== REQUIRED TASK ==
Find every line below that contains the word "Using" and copy each of those lines in full.

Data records
──────
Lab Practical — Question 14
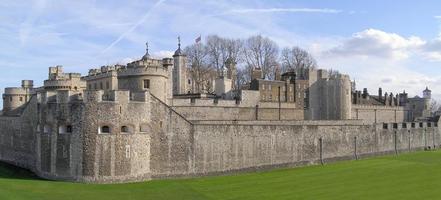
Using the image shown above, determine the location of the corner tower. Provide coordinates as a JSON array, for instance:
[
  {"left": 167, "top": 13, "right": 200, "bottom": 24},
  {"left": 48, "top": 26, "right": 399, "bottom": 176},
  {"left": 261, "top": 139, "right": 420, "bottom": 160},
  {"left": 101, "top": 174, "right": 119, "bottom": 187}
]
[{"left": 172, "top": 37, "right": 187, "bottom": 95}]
──────
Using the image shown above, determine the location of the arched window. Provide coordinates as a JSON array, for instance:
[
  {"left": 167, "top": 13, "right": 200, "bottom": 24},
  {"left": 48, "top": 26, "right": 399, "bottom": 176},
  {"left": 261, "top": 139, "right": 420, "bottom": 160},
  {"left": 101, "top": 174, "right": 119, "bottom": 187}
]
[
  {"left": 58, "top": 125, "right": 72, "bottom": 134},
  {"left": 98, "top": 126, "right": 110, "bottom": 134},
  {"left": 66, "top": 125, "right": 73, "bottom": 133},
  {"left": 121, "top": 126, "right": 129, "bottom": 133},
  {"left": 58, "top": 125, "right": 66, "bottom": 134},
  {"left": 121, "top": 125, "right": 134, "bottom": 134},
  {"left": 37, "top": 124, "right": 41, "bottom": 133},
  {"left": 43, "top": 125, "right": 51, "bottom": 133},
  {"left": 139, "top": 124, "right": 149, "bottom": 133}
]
──────
== THE REPLY ==
Using the image shown above, determine the location of the corner tower. Provide coordinates as a JSON array, for instance:
Using the image shown above, determine the location of the arched window. Provide coordinates as a JSON array, for instance:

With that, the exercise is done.